→ **Items listed in a dataset**
## begin
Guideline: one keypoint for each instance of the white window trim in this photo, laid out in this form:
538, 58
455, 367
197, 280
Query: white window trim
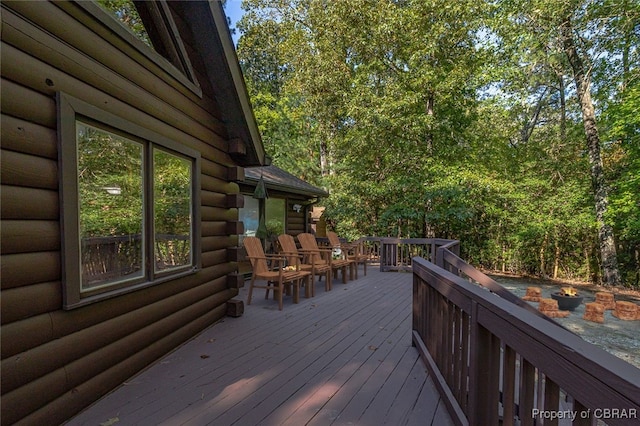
70, 110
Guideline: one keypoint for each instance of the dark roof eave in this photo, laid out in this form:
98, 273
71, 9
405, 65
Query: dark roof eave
213, 40
290, 189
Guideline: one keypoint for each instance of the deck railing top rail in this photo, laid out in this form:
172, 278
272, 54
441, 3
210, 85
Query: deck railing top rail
496, 361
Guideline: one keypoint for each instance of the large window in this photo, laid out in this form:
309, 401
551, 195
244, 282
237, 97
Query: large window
129, 205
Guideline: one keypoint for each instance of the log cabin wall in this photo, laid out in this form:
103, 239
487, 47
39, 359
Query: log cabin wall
56, 362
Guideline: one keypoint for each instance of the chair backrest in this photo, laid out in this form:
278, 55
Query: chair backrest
254, 249
334, 241
288, 245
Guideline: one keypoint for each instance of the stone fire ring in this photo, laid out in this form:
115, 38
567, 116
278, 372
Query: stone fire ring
567, 303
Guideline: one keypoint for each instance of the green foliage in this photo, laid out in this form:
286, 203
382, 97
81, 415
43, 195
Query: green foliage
454, 119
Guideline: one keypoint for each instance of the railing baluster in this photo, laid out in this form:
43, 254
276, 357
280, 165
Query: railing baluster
551, 400
508, 386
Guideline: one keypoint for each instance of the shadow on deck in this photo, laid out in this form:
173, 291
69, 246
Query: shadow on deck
340, 358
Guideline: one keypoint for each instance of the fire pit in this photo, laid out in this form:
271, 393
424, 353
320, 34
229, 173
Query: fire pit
568, 298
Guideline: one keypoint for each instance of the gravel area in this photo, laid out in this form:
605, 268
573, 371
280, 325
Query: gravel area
618, 337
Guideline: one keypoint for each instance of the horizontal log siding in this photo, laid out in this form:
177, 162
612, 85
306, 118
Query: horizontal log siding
55, 362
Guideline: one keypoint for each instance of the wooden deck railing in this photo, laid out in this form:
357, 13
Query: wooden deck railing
495, 362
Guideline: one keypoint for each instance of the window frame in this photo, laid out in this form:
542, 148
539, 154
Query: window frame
70, 111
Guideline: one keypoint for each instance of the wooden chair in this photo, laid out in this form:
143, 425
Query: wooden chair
310, 247
354, 251
290, 250
276, 276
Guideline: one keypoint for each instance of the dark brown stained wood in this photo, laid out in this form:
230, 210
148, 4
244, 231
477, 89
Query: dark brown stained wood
82, 396
84, 393
28, 170
23, 103
551, 399
215, 169
92, 17
235, 227
28, 203
550, 360
24, 335
214, 257
235, 280
81, 63
509, 387
527, 392
234, 254
24, 302
29, 138
214, 229
78, 89
209, 183
348, 359
236, 174
237, 147
23, 236
213, 199
56, 362
13, 267
218, 213
235, 201
217, 243
110, 341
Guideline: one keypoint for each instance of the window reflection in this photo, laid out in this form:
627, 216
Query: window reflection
110, 186
172, 210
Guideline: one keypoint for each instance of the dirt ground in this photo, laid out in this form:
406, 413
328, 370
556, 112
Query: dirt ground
615, 336
622, 293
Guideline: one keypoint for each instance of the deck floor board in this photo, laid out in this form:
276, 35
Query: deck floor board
343, 357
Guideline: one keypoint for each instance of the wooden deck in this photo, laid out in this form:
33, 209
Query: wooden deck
341, 358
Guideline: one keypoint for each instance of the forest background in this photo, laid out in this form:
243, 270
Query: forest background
461, 119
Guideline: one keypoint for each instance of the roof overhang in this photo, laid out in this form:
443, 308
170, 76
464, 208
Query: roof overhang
280, 180
213, 40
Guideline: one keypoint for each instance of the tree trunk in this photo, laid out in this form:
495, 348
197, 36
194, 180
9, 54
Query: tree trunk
556, 259
611, 275
543, 261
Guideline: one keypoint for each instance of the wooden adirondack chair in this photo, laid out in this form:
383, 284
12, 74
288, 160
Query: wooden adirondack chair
354, 251
276, 276
310, 247
290, 250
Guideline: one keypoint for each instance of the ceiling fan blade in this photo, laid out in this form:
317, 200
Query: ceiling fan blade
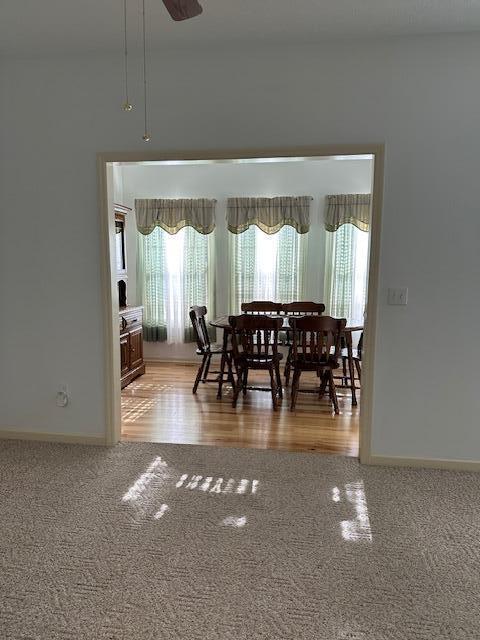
183, 9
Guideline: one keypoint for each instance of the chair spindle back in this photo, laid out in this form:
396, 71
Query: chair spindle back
255, 336
317, 339
197, 317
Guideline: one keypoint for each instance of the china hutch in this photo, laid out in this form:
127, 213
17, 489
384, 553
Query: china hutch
130, 318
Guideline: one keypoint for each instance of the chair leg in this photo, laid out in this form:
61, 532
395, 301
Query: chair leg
288, 366
245, 381
359, 369
323, 384
333, 391
295, 385
279, 380
344, 371
207, 368
237, 386
230, 377
273, 386
199, 374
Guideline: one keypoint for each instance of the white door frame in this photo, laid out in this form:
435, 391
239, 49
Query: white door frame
110, 303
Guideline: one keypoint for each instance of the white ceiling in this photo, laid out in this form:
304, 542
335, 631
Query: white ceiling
30, 26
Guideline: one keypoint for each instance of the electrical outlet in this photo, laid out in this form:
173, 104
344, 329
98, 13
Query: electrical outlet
398, 296
62, 395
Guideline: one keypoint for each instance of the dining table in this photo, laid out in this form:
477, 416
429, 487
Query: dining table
221, 322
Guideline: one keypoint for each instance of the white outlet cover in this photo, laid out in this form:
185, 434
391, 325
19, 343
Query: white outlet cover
398, 296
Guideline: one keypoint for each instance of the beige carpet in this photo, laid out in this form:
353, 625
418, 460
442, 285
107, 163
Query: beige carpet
147, 542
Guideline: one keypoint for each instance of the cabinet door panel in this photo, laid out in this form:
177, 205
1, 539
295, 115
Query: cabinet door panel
136, 348
124, 354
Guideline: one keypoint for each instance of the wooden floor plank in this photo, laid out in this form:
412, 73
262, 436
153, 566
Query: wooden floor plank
160, 407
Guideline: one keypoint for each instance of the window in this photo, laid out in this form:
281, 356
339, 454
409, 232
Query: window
266, 267
346, 273
177, 275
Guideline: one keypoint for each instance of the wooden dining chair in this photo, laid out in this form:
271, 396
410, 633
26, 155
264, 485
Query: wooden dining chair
316, 347
264, 307
207, 350
255, 346
357, 361
292, 309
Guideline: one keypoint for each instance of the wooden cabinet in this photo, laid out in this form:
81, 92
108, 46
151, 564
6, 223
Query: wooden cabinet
131, 344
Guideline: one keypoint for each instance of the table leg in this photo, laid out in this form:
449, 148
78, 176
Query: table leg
351, 367
222, 363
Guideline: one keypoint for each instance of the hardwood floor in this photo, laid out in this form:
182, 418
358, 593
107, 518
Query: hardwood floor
160, 407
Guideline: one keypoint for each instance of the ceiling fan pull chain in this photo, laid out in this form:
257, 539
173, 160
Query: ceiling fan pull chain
126, 106
146, 136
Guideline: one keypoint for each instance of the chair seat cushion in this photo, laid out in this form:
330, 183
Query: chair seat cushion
214, 349
314, 363
355, 354
261, 358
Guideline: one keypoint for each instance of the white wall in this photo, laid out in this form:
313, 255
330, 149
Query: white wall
418, 95
315, 178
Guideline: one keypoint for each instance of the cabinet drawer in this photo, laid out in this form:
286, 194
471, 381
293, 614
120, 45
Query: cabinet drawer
130, 319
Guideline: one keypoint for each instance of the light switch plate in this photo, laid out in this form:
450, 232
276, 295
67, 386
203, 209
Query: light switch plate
398, 296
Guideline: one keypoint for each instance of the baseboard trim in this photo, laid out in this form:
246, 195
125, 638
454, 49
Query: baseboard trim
154, 361
11, 434
425, 463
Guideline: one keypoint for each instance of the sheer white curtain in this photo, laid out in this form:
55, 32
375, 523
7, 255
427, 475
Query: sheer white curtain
174, 272
266, 266
173, 287
175, 265
346, 273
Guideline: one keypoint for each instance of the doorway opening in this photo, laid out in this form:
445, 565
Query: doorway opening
193, 232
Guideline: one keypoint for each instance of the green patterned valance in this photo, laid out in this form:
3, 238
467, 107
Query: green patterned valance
175, 214
269, 214
348, 208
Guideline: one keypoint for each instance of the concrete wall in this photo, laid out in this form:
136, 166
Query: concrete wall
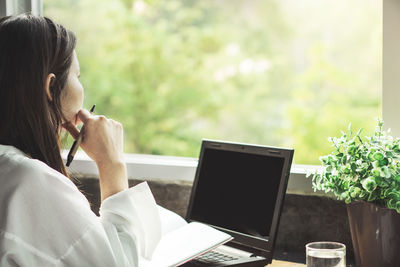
305, 218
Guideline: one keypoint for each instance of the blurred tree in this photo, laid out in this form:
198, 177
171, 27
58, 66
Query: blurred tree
174, 72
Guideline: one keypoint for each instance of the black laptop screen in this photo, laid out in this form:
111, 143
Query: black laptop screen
237, 191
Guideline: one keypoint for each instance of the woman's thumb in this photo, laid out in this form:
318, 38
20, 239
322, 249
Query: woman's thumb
71, 129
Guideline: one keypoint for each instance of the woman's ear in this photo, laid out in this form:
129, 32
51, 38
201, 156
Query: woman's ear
49, 81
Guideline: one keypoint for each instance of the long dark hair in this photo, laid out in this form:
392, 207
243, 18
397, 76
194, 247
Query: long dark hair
32, 47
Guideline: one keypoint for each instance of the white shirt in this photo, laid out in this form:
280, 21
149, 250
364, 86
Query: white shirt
46, 221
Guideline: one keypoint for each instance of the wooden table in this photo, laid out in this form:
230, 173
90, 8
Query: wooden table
276, 263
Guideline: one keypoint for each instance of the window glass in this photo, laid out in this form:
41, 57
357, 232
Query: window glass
273, 72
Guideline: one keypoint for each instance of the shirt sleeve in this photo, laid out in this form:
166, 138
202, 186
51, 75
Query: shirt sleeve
50, 223
130, 225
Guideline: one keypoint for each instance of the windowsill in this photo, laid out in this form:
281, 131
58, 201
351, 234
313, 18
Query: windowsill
181, 169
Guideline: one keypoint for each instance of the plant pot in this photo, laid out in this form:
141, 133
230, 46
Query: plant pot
375, 232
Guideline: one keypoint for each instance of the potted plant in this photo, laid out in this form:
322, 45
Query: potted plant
365, 173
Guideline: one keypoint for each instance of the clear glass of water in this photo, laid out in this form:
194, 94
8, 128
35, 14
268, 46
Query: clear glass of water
326, 254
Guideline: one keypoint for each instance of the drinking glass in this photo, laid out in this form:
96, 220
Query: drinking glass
326, 254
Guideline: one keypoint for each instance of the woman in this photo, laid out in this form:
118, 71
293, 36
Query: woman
44, 219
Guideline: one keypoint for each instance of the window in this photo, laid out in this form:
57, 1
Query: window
273, 72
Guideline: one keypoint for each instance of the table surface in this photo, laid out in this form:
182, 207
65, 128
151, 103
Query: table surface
276, 263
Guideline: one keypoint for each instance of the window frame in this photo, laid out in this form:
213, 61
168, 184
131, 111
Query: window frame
182, 169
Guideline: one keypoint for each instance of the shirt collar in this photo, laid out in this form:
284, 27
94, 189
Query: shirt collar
7, 149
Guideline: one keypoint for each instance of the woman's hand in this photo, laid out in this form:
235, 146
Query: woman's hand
102, 141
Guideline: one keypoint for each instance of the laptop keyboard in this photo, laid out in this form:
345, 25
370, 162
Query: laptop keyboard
214, 257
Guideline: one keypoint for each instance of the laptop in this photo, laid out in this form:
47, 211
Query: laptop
239, 189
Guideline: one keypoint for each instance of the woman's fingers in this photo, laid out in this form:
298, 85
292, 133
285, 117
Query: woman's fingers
83, 115
71, 129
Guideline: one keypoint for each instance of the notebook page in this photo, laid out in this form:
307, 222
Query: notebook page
187, 242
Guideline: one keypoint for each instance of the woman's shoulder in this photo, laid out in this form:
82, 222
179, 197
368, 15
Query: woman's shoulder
22, 175
20, 167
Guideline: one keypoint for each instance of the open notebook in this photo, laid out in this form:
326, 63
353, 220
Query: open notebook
182, 241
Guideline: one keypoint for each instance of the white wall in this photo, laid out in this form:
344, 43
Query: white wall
391, 66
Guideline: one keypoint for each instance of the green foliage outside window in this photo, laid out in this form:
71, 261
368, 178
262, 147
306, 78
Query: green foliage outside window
174, 72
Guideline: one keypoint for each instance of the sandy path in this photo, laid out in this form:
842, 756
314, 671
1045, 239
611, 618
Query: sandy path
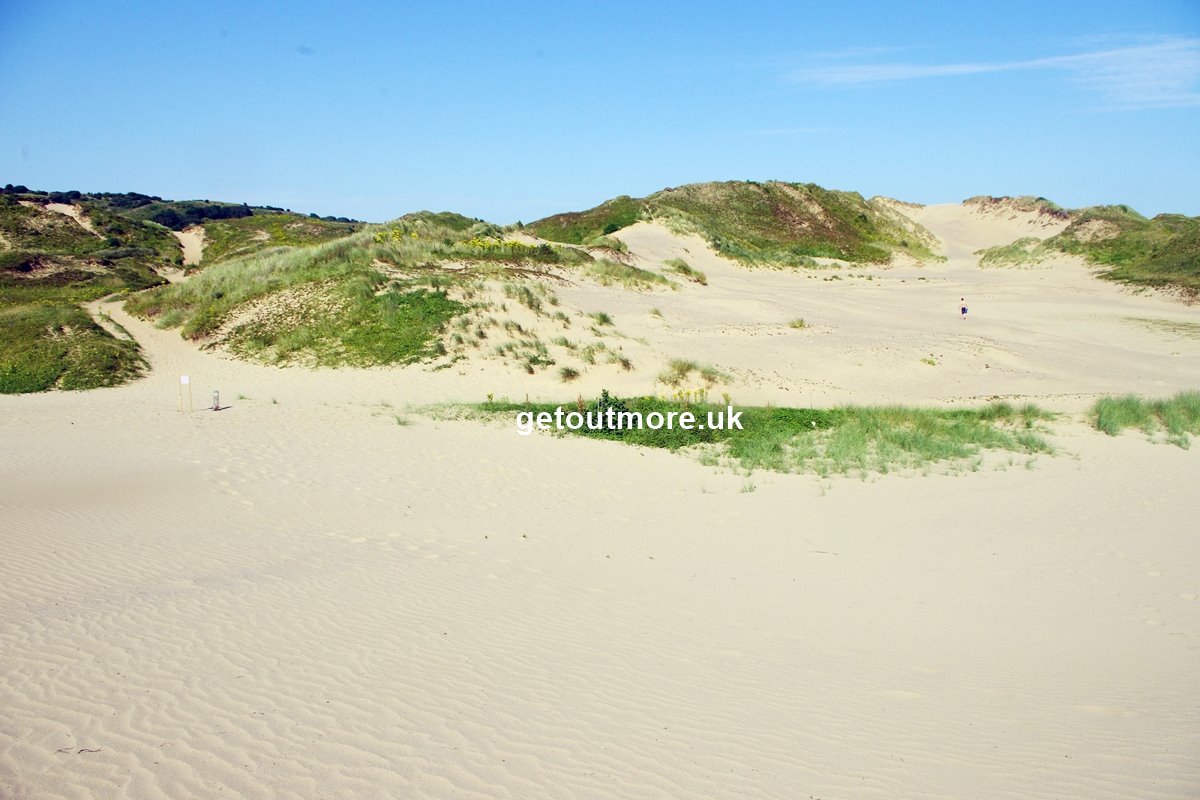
299, 596
75, 212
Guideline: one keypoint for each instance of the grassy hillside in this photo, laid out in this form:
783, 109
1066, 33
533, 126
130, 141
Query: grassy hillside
49, 263
759, 223
57, 346
377, 296
585, 227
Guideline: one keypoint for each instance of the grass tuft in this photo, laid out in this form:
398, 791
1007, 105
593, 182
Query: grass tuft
1177, 416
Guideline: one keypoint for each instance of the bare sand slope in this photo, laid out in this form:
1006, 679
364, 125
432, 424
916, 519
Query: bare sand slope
1055, 334
192, 241
75, 212
299, 601
298, 596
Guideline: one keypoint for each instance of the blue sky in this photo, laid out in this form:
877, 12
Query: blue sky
520, 109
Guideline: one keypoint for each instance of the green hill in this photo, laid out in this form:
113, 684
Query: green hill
1159, 252
378, 296
51, 263
759, 223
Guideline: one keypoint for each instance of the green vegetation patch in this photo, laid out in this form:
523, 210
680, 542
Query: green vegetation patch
377, 296
1176, 416
49, 263
631, 277
238, 236
582, 227
843, 440
772, 223
58, 346
681, 266
1025, 251
359, 325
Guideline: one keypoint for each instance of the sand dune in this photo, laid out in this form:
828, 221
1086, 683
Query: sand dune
298, 596
192, 241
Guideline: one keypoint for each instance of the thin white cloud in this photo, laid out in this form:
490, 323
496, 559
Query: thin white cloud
1161, 74
797, 131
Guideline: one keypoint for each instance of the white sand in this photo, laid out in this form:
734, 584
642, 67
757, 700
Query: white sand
305, 599
75, 212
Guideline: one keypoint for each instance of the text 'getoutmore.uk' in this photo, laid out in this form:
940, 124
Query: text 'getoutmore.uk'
613, 420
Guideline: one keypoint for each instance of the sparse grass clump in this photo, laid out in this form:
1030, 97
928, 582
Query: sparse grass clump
1177, 416
607, 272
226, 239
844, 440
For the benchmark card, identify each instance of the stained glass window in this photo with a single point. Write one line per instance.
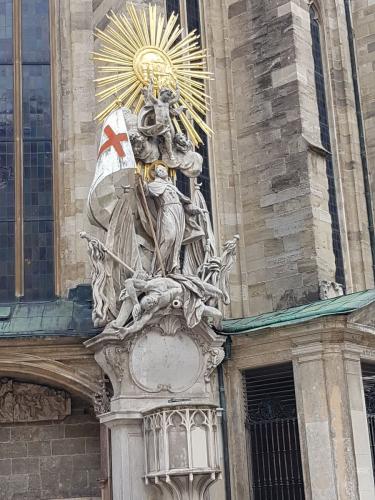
(37, 151)
(7, 193)
(33, 127)
(325, 136)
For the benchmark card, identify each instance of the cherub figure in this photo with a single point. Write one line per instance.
(162, 110)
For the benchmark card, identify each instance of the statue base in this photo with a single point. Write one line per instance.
(163, 417)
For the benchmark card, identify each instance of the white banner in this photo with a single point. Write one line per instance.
(115, 167)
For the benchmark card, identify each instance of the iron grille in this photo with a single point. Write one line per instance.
(272, 426)
(368, 374)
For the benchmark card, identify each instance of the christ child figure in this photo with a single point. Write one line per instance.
(163, 110)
## end
→ **Task instructions**
Repeat verbatim the lines from the one holding "Guideline: one keypoint for each instance of the text" through the end of the listing above, both ends included, but not the pictures.

→ **Exercise result**
Guideline: one keypoint for each instance of the text 'getoutmore.uk' in this photo, laid out in this form:
940, 124
Query: text 'getoutmore.uk'
613, 420
Guideline: one keypoint for each instance of the sparse grass clump in this photo, laid out in this form:
1030, 97
928, 582
Query: sparse grass clump
1177, 416
607, 272
226, 239
844, 440
For the benchmark card, identify each instance of the stained glass window in this photo with a single point. Write one line per instance.
(37, 151)
(7, 193)
(33, 127)
(325, 136)
For the benchmark card, identify each instance of the cherub figure in this photo with a single point. Write one line per instance.
(162, 110)
For the benchmark card, identify each instance of the statue base in this photo with a single point. Write one line per instance.
(163, 417)
For the benchmark card, identify each instance of the white banner in this photo with a single point. Write one line per instance.
(115, 167)
For the benchmark card, identify each instance of the iron grille in this photo with a single point. Write one line per instance.
(272, 426)
(368, 374)
For the benchmark card, identify each instance of the christ child figure in this photo with a single point. Write one line per instance.
(163, 110)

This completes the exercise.